**Texte choisi:**
::::::

Ces images ont même inspiré certains plans du film Il faut sauver le soldat Ryan de Steven Spielberg et sorti en 1998. À la manière d'un film hollywoodien, les plans de notre archive ont été choisis et montés avec minutie pour montrer l'aspect le plus héroïque et fédérateur du débarquement.
Tout commence par des vues aériennes de l'immense flotte déployée dans la Manche, illustrant la puissance alliée déployée ce jour-là. Elles sont suivies par des plans de soldats canadiens du North Shore, sautant d'une barge de débarquement à Bernières-sur-Mer dans le secteur de Juno Beach. Avec les Boys, nous progressons avec le commando n° 4 (troupes britanniques) à Ouistreham. C'est dans le secteur de Sword Beach, à Ouistreham, que le commando Kieffer (le seul qui soit composé de Français) a d'ailleurs débarqué.
Sur terre et dans les airs
Le reportage marque une pause en livrant de furtives images de la première rencontre entre des soldats présentés comme des sauveurs et la population française. Ainsi, quelques plans d'un civil en pyjama serrant la main de soldats anglais prêtent à sourire. Mais les scènes de combat et leurs drames reprennent. Les caméras proposent une vue générale d'Omaha Beach et des soldats abattus au fur et à mesure de leur progression sur la plage (la fameuse scène évoquée plus haut, filmée par Taylor), avec ce commentaire : « Avant que les Allemands ne soient chassés de leur dépendance extérieure, les soldats alliés sont tombés au moment même où ils débarquaient... » Les ennemis, justement, apparaissent le plus souvent prisonniers, « désemparés », comme surpris de leur défaite rapide. Ils seront envoyés dans des camps.

::::::

**Extraits des données:**
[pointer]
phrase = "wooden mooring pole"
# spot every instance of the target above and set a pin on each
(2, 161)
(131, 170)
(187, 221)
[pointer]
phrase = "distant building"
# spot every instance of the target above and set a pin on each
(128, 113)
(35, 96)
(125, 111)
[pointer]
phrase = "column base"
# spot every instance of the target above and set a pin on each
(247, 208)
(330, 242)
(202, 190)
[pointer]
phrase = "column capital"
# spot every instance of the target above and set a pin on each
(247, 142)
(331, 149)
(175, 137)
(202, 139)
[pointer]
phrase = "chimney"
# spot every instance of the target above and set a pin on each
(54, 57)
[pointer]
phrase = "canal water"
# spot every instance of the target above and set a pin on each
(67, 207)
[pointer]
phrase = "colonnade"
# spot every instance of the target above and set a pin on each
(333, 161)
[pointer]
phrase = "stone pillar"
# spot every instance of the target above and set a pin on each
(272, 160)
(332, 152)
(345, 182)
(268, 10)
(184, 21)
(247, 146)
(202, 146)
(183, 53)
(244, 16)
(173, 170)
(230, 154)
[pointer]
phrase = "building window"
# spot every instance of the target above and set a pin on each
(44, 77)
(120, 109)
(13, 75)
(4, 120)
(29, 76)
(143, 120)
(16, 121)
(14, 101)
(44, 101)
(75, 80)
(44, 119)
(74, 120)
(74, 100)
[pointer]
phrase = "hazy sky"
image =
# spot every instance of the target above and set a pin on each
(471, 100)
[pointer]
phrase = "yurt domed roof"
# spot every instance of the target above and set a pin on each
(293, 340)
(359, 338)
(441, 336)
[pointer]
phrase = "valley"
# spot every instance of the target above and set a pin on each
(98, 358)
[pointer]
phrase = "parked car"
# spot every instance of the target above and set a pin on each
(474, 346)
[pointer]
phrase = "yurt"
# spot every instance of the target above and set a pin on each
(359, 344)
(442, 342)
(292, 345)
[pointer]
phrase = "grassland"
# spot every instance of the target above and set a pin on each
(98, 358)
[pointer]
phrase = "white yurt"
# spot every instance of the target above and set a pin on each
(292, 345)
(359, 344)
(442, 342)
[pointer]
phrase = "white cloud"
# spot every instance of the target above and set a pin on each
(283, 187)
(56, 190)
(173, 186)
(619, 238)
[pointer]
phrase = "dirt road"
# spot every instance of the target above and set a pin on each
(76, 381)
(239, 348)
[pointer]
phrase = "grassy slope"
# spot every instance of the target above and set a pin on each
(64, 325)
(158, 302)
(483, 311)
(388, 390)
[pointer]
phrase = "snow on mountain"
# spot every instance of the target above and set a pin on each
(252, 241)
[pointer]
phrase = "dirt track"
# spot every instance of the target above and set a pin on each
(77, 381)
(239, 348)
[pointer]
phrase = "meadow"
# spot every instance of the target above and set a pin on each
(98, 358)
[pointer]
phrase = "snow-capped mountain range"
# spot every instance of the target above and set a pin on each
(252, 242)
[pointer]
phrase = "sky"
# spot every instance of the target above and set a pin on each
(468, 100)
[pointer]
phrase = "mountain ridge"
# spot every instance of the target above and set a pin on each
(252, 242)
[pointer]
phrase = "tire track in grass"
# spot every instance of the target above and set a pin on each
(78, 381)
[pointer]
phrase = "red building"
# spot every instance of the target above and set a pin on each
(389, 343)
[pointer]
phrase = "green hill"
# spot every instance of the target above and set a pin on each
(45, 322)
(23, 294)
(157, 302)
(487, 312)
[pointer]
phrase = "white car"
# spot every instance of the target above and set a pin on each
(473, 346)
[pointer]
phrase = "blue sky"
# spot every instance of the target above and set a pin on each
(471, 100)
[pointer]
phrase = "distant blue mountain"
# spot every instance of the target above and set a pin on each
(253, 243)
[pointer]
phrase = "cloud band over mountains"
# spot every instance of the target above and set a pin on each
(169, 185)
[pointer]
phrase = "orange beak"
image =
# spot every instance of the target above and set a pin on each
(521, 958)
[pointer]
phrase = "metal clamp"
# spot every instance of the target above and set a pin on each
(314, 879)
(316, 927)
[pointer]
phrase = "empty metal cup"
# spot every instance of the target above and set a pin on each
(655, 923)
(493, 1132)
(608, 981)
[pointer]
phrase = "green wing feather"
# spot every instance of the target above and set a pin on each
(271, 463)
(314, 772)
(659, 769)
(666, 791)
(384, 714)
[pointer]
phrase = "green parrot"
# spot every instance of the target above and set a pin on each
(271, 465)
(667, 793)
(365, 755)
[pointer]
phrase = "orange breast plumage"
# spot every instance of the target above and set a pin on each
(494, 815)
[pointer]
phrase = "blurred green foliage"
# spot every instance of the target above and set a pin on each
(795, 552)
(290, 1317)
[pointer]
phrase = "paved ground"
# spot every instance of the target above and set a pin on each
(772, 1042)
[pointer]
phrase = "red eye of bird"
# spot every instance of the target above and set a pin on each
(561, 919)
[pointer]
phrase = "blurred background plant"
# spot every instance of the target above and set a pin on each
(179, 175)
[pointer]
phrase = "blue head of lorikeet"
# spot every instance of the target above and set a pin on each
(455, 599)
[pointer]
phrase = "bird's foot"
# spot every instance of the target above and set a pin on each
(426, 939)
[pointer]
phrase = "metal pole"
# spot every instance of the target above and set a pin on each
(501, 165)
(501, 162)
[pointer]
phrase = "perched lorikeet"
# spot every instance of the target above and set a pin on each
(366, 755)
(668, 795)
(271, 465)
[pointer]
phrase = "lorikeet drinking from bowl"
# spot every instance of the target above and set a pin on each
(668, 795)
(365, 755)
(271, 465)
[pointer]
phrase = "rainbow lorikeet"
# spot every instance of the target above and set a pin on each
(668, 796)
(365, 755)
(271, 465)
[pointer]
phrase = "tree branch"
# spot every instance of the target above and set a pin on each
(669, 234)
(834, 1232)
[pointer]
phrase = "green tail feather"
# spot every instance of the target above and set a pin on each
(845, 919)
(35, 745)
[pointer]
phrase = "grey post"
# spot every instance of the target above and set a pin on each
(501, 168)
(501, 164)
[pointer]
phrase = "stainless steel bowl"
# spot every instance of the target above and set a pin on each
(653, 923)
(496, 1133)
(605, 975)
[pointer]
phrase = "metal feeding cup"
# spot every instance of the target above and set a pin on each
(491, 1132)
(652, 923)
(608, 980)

::::::

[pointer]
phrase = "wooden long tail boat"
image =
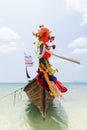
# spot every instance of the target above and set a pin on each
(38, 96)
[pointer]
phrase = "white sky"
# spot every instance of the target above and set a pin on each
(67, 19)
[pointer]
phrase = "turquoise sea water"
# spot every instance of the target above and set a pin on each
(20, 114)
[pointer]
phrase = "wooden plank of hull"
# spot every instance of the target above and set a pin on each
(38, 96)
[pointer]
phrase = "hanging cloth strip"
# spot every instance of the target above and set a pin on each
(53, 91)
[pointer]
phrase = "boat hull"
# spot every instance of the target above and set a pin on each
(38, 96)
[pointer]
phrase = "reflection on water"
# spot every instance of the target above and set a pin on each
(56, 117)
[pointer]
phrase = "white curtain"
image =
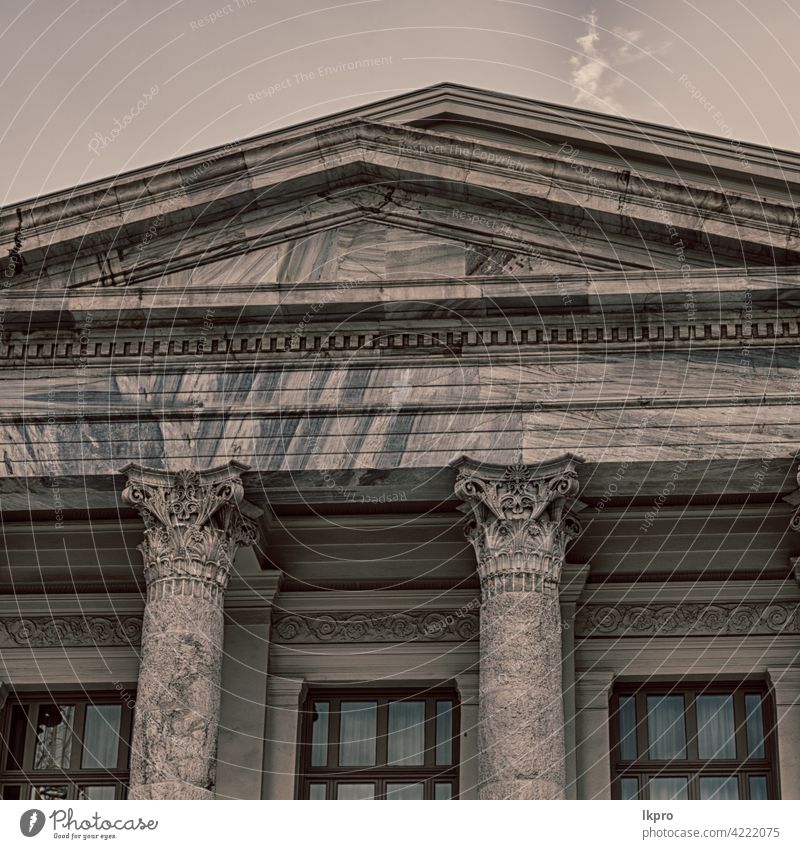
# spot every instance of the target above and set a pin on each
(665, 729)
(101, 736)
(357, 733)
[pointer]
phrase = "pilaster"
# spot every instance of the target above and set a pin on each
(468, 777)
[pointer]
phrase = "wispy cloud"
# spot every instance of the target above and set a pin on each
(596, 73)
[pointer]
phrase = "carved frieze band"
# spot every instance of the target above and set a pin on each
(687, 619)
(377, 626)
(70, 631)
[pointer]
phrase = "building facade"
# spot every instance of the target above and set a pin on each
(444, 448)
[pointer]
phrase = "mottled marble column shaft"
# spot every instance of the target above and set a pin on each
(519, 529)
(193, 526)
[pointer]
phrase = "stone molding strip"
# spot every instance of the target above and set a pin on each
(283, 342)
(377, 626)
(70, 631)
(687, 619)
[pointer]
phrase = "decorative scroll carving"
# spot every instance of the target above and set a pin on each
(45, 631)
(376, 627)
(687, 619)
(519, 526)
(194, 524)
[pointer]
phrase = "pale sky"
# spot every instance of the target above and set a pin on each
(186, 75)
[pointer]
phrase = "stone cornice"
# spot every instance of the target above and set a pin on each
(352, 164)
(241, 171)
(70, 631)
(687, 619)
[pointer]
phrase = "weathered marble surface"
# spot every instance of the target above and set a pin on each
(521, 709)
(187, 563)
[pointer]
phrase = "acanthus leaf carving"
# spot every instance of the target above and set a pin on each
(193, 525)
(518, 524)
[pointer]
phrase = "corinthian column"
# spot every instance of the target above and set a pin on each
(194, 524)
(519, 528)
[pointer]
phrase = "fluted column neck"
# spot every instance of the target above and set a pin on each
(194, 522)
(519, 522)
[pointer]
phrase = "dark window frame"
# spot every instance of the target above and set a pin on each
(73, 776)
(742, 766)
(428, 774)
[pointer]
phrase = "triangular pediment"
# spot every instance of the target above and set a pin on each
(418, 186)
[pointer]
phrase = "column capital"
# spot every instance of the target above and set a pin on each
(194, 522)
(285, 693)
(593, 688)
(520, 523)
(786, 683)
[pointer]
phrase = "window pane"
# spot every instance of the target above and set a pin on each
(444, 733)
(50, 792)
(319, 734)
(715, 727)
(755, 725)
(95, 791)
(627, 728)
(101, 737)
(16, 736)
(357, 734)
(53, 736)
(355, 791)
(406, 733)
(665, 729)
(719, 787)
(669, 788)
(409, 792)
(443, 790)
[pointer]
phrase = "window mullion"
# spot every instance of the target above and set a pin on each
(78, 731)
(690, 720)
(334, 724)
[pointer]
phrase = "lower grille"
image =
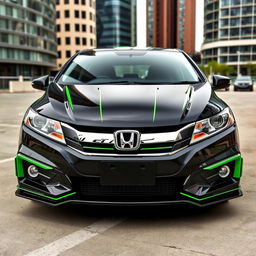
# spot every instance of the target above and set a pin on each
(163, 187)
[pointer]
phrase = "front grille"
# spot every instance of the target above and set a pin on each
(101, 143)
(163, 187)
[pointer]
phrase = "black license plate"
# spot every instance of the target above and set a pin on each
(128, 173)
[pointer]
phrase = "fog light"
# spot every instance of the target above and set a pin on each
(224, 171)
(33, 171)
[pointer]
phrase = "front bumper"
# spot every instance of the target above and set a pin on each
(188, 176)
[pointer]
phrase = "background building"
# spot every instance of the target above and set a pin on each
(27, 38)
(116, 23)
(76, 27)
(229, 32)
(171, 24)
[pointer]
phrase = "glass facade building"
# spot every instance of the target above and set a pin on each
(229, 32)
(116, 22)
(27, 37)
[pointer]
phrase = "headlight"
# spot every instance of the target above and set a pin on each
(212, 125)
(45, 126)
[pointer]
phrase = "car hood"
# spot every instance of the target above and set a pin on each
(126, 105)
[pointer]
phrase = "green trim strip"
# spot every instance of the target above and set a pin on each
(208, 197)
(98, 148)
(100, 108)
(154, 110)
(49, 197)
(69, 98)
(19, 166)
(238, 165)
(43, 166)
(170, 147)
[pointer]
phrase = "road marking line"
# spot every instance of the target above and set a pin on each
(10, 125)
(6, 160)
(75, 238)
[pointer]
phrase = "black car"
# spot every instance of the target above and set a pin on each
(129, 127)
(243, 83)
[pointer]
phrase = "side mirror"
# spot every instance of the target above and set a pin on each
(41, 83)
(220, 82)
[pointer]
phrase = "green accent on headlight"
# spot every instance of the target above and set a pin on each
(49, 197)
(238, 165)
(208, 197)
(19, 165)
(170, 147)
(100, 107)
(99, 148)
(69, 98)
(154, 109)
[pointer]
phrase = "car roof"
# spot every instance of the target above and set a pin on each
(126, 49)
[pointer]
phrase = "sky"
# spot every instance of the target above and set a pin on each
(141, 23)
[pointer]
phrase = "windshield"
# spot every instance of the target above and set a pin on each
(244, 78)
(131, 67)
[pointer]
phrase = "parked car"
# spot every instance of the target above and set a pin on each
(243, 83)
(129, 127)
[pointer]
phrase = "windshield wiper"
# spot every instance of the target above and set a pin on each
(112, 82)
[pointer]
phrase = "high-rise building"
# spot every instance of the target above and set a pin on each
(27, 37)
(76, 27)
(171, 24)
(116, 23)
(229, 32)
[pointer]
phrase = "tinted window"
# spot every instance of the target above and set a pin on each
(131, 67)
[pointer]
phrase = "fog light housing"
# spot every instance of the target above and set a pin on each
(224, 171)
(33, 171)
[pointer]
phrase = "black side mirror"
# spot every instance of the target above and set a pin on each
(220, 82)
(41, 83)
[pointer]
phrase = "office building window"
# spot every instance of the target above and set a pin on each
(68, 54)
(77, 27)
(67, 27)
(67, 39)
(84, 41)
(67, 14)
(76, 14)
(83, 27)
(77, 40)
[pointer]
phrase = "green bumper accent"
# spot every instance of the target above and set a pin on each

::::::

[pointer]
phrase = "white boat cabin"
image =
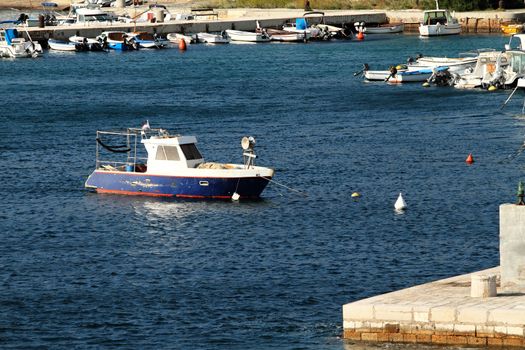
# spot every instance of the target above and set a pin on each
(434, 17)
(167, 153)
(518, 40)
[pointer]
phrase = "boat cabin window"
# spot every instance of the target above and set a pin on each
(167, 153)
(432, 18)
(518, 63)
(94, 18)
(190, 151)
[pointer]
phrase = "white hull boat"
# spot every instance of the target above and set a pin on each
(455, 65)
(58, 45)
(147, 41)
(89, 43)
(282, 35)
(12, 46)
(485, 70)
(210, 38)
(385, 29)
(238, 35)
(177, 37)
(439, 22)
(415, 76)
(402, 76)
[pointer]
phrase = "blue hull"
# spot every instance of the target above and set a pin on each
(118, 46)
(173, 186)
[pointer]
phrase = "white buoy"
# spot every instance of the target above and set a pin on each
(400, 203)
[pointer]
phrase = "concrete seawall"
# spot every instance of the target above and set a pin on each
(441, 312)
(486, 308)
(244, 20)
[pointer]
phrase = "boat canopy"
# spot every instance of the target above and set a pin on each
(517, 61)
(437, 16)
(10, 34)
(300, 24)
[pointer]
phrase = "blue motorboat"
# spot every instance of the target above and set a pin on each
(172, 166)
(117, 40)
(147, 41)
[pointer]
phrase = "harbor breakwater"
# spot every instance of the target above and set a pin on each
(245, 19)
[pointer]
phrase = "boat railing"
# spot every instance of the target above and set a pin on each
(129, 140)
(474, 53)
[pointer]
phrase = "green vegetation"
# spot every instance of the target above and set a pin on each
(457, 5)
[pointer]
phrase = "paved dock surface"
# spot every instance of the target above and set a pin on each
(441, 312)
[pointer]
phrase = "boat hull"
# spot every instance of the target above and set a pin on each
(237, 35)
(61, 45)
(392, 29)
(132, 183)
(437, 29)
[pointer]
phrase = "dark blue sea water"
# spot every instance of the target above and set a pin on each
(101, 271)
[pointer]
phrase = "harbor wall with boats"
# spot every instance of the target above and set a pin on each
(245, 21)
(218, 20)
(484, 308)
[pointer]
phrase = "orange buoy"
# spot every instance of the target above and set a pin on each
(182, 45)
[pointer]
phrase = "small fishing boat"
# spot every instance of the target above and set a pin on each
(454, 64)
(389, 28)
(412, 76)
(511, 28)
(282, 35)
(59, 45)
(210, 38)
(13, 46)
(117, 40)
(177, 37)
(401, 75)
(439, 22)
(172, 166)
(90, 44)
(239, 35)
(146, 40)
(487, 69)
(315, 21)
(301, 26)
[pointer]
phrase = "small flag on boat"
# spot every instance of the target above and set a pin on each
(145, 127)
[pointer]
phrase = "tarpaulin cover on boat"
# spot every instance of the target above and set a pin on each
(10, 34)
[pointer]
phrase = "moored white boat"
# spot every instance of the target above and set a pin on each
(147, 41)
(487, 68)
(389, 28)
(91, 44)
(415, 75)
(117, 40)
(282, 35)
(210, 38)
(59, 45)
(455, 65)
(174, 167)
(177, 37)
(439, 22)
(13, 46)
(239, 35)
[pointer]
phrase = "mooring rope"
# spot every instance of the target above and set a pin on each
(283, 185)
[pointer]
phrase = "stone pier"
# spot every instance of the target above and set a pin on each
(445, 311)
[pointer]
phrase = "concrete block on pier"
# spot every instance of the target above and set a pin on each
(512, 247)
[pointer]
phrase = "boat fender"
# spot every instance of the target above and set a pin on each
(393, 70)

::::::

**Exercices:**
a) Les affirmations suivantes concordent-elles avec le texte sur le reportage du débarquement ? Répondez par oui ou par non pour chacune et citez les mots décisifs du texte.
(i) Le film de Steven Spielberg est sorti en 1998.
(ii) Le commando Kieffer a débarqué dans le secteur de Juno Beach.
(iii) Les ennemis apparaissent le plus souvent en combattants victorieux.
b) Répondez brièvement à ces questions sur le texte sur le reportage du débarquement.
(i) Où sautent d'une barge les soldats canadiens du North Shore ?
(ii) Quelle tenue porte le civil qui serre la main de soldats anglais ?
(iii) Où seront envoyés les ennemis faits prisonniers ?
c) Poursuivez le texte sur le reportage du débarquement à partir de sa dernière phrase.

**Corrigés:**
a)
(i) Oui : « sorti en 1998 ».
(ii) Non : « C'est dans le secteur de Sword Beach, à Ouistreham, que le commando Kieffer (le seul qui soit composé de Français) a d'ailleurs débarqué. »
(iii) Non : « Les ennemis, justement, apparaissent le plus souvent prisonniers ».

b)
(i) À Bernières-sur-Mer, dans le secteur de Juno Beach.
(ii) Un pyjama.
(iii) Dans des camps.

c)
Le reportage fait aussi la part belle aux forces aériennes. Leur action est décrite avec beaucoup de lyrisme par le speaker : « L'intervention magnifique des forces aériennes, appuyant l'action des forces terrestres, a pratiquement empêché l'ennemi de concentrer ses renforts. Les avions maraudeurs (Marauder B26) découvrant des concentrations de chars dans les bois les ont écrasés sous les bombes explosives. » Vont se succéder des plans forts de chute d'un chapelet de bombes et d'explosions au sol dans un brouhaha tonitruant.
Le reportage se poursuit par la progression des troupes dans les villages et les petites villes où les combats font rage. Il ne sera jamais fait référence aux milliers de victimes civiles (20 000 Normands dont 14 000 rien que pour la basse-Normandie). La caméra se posant plus volontiers sur les visages des prisonniers allemands, le commentaire d'ajouter, avec une pointe d'ironie : « Parmi les prisonniers se trouvaient encore quelques arrogants qui n'ont pas compris qu'il faut lever les bras pour autre chose que pour le salut nazi. » Ils seront emmenés en Angleterre sur les mêmes barges qui ont participé au débarquement, l'occasion pour le commentateur d'ajouter sur un ton vengeur : « Il y a quatre ans, tous ces gens-là chantaient à gorge déployée "Et nous irons en Angleterre". Ils y sont ! Et derrière les barbelés. » Ainsi s'achève ce reportage exceptionnel dont il faut garder à l'esprit qu'il avait été conçu pour glorifier l'action et le rôle capital des alliés dans la libération de la France.